J.T. Scott, running an insurgent campaign for Ward 2, which encompasses Union and Inman Squares,: agrees: The FRIT deal “was negotiated behind closed doors,” he told WGBH News. “I think that’s emblematic of the most problematic issues we have around both transparency and accountability.”
But muddling these critiques is this: These candidates aren’t running against Curtatone; they’re running against incumbent Aldermen who, in many cases, agree.
For example: Alderman Maryanne Heuston, the fifteen-year incumbent Scott is trying to unseat, and who says she did, in fact, buck the mayor on this very issue.
“I was publicly non-supportive – I testified before the Planning Board and said, ‘You cannot let them get away with his,’” she recounts. “There’s a reason people want to develop here. We’ve got something they want desperately. ”
Heuston, a senior director for the Cambridge Health Alliance, has been an Alderman for fifteen years and, like her challenger, has avoided a negative campaign. But if challengers like Scott are running on a message of “change,” Heuston emphasizes another quality: experience.
Facing a slightly different kind of challenge is Ward 1 Alderman Matt McLaughlin, whose opponent, Elio LoRusso, a local manufacturer who, unlike other insurgent candidates, is noticeably supportive of Curtatone and, also unlike other insurgents, is supported by at least some of Curtatone’s political allies.
LoRusso, like his opponent, talks about the affordability issue but in a recent interview with WGBH News had praise for the mayor:
“Since he’s been mayor, the city’s grown,” LoRusso said. “It’s clean and it’s a city that everyone wants to come to.”

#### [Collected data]

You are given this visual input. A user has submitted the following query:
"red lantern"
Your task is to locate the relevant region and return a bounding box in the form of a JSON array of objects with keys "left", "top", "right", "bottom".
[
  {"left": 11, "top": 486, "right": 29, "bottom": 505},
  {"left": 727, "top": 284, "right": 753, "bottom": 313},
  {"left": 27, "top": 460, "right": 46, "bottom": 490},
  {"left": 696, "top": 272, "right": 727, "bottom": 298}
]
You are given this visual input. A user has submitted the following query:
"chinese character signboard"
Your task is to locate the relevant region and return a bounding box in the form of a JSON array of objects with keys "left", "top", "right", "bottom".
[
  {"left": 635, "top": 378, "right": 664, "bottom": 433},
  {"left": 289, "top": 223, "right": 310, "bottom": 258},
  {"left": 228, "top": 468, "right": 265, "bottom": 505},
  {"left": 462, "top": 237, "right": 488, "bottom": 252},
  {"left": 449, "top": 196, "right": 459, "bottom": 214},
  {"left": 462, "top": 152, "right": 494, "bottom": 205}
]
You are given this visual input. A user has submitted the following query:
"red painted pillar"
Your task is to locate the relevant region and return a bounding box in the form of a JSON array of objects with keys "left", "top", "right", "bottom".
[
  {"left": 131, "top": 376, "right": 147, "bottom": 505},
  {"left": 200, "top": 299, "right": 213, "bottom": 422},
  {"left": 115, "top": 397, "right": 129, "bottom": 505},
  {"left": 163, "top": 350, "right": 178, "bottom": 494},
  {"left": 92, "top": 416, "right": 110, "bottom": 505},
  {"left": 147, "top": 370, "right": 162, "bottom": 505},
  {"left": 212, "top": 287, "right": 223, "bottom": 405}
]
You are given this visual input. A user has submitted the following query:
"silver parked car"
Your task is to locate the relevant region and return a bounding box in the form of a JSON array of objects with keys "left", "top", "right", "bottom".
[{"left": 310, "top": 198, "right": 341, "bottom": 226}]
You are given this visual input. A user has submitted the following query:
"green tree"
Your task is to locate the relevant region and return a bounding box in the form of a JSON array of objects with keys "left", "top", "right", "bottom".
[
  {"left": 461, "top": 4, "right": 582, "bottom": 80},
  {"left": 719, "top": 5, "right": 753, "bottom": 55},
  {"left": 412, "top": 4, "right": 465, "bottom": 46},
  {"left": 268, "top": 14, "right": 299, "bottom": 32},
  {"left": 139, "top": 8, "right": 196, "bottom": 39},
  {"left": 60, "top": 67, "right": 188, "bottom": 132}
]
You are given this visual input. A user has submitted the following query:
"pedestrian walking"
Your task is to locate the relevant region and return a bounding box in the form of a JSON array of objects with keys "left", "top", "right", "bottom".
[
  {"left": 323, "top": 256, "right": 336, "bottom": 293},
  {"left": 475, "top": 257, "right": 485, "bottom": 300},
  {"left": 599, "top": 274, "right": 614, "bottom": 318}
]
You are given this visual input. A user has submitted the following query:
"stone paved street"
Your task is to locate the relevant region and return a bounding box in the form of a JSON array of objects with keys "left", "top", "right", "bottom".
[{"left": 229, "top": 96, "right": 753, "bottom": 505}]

#### [Tasks to perform]
1 - Answer these questions about the campaign excerpt:
(a) Which squares does Ward 2 encompass?
(b) Where does Maryanne Heuston work as a senior director?
(c) What is Elio LoRusso's occupation?
2 - Please write the next part of the campaign excerpt, starting after its last sentence.

#### [Responses for each task]
1 -
(a) Union and Inman Squares.
(b) The Cambridge Health Alliance.
(c) He is a local manufacturer.

2 -
McLaughlin, another former Bernie Sanders activist, has probably been the most consistently critical voice of Curtatone among the city’s Alderman.
He too is highly critical of the FRIT deal: “This is indicative of a city where they do anything the mayor wants,” he said.
McLaughlin believes that the mayor is behind the challenge to his seat.
While there are no formal “tickets” among the candidates running for office, the group Our Revolution Somerville, which grew out of the local effort to support Bernie Sanders’ primary bid, has endorsed a slate of candidates -- including: Scott, Ewen-Campen, and incumbent t McLaughlin – who happen to be critical of Curtatone’s leadership.
(The group has also endorsed newcomer Will Mbah for one of the city’s At-Large seats; and Jesse Clingan, who is running against Omar Boukili for an open seat in the city’s 4th Ward).
Mayoral candidate Corbett was also endorsed by the group, but the endorsement was withdrawn after a report by the Boston Globe describing Corbett using insensitive language in social media posts to describe women, Asians or Asian-Americans and African-Americans.
Payton says he is sorry but also that the posts were from years ago and taken out of context.
There’s little question that the Bernie crowd has added energy to the races by its endorsements and those endorsements have pushed to the front the issue of money from for-profit developers in local races.
Insurgents Corbett, Scott, Ewen-Campen, Clingan, Mbah -- as well as incumbent McLaughlin -- have all pledged not to take contributions from developers. Their opponents have not.
Many Somerville politicos argue that the issue is overblown, if not irrelevant. But not all agree.
“To me, it’s a no brainer – I just don’t think any elected official should be taking money from these folks,” says Somerville Alderman Mark Niedergang, who is running uncontested to continue representing the city’s Spring Hill and Winter Hill neighborhoods.
Neidergang has put his support behind incumbent McLaughlin and Clingan, but also supports Curtatone for mayor – though he is critical of the mayor’s taking donations from developers too.
“They come before the city with development proposals that are intended to make money for themselves,” he says. “If elected officials are taking money from them, it certainly, you know, looks to a reasonable person like they could be influenced.”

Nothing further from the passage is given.